### WORK INSTRUCTIONS:
Only the lines from the line holding "on the dirt" to the last line should be output, each exactly as given.

Entries from a dataset:
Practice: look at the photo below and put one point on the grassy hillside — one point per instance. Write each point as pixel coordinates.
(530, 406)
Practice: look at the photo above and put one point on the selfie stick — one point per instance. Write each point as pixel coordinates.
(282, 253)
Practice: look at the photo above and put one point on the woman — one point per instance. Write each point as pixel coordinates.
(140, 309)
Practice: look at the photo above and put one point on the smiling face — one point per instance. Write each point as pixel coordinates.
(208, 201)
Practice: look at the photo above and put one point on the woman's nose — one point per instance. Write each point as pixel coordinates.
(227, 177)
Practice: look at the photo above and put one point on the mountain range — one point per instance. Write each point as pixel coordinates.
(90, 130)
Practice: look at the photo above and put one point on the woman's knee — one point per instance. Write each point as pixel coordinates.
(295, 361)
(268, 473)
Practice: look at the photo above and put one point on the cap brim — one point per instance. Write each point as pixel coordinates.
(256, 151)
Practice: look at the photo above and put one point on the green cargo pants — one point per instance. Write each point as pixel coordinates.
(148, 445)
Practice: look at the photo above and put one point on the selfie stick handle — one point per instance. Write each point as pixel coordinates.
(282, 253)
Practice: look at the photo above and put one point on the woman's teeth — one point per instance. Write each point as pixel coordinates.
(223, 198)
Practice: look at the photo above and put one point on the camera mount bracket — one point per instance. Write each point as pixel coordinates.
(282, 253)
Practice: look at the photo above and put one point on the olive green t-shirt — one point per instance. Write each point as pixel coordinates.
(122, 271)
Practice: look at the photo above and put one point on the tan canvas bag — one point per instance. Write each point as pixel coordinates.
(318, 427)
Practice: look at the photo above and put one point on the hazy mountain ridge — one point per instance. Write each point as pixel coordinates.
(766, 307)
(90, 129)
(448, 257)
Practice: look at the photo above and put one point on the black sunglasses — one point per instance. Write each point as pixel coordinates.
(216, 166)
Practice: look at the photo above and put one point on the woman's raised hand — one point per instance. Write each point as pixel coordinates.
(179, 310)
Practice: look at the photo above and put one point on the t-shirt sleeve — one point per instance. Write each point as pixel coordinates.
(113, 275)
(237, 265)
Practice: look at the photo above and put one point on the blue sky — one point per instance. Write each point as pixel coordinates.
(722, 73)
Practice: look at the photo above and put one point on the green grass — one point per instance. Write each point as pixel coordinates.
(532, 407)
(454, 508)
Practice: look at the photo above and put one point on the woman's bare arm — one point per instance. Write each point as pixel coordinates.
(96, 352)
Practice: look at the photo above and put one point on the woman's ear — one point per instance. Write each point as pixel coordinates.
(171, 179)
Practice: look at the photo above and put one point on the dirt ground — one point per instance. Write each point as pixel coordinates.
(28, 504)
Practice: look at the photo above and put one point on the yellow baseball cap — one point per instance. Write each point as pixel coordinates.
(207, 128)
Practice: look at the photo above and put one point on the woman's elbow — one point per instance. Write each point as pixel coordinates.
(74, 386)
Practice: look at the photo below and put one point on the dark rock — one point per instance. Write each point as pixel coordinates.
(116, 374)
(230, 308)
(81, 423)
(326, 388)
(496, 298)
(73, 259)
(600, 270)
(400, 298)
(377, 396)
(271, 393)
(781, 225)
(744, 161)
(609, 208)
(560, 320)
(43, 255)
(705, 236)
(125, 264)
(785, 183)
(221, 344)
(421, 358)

### TASK RESPONSE:
Practice: look at the photo above and put one point on the dirt ground — one point per instance. Write each point as pixel coordinates.
(28, 504)
Practice: look at the photo above and put one point on the yellow baseball cap — one point per instance. Write each point as pixel coordinates.
(207, 128)
Practice: look at the photo above and put one point on the woman's elbow — one point per instance. Write each point as pixel coordinates.
(74, 386)
Practice: look at the photo below and put one point on the dark rock — one point per instance. Write each point as pixel coordinates.
(116, 374)
(230, 308)
(81, 423)
(326, 388)
(496, 298)
(73, 259)
(600, 270)
(400, 298)
(377, 396)
(271, 393)
(781, 225)
(744, 161)
(609, 208)
(560, 320)
(43, 255)
(705, 236)
(125, 264)
(785, 183)
(221, 344)
(421, 358)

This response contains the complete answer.